Problem requirements:
Set down all of the data that follows word for word, without the images.

Image-grounded pointing data
=== Section Start ===

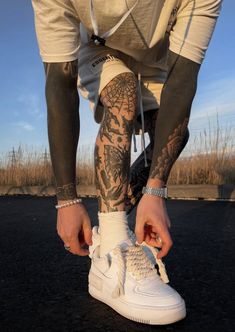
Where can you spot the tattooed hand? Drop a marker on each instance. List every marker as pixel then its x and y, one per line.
pixel 152 224
pixel 74 228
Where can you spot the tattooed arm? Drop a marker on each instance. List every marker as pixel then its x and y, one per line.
pixel 73 223
pixel 152 220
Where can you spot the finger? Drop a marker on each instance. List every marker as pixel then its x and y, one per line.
pixel 153 241
pixel 168 222
pixel 87 232
pixel 139 232
pixel 75 248
pixel 166 243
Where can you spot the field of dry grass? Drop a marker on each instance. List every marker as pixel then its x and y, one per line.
pixel 209 160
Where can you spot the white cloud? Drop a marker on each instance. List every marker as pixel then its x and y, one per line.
pixel 24 125
pixel 215 97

=== Section End ===

Answer to this problem:
Where can you spot the tattooed hand? Drop a marker on each instance. List every marker as pixel then its x and y, one per line.
pixel 152 224
pixel 74 228
Where can you spot the tattooed arm? Drop a marker on each instance. List every marker as pixel then its x and y, one per line.
pixel 73 223
pixel 152 220
Where can you spot the finger? Drop a marker on each instance. List every marker as pixel then its x and y, one per line.
pixel 153 241
pixel 168 222
pixel 87 232
pixel 139 232
pixel 75 248
pixel 166 243
Where can you spot the field of dry grass? Drop a marker on each instance. List every marker as pixel then its x and y, one per line.
pixel 209 160
Where can you spot the white cloud? Drop a marker on each instance. List every marker as pixel then its x and y, one per line.
pixel 24 125
pixel 215 97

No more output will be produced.